* BEGIN DATASET *

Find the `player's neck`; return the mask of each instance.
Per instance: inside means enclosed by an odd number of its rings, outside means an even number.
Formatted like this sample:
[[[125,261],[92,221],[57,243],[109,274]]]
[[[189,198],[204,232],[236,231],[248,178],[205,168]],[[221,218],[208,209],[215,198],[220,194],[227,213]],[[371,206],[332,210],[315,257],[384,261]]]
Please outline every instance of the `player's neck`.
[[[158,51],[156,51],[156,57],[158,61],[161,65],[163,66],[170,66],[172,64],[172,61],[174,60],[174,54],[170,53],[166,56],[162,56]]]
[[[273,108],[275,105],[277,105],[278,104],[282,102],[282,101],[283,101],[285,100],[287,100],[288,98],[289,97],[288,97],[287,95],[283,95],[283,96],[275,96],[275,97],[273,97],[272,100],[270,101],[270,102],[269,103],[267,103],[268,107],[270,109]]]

* END DATASET *

• DESCRIPTION OF THE TASK
Set down every entry above again, character for character and in the same order.

• RESULT OF THIS TASK
Find the `player's neck`; return the mask of each instance.
Per instance: inside means enclosed by an odd number of its rings, outside means an even number.
Formatted like this sample:
[[[125,261],[92,221],[57,243],[109,274]]]
[[[189,198],[204,232],[236,231],[248,178],[205,168]],[[221,218],[208,209],[215,198],[220,194],[227,213]],[[371,206],[332,210],[315,257],[384,261]]]
Please outline every instance of the `player's neck`.
[[[158,51],[156,51],[156,57],[158,61],[161,65],[163,66],[170,66],[172,64],[172,61],[174,60],[174,54],[170,53],[166,56],[162,56]]]
[[[273,108],[275,105],[277,105],[278,104],[282,102],[282,101],[283,101],[285,100],[287,100],[288,98],[289,97],[288,97],[287,95],[283,95],[283,96],[275,96],[275,97],[273,97],[272,100],[270,101],[270,102],[269,103],[267,103],[268,107],[270,109]]]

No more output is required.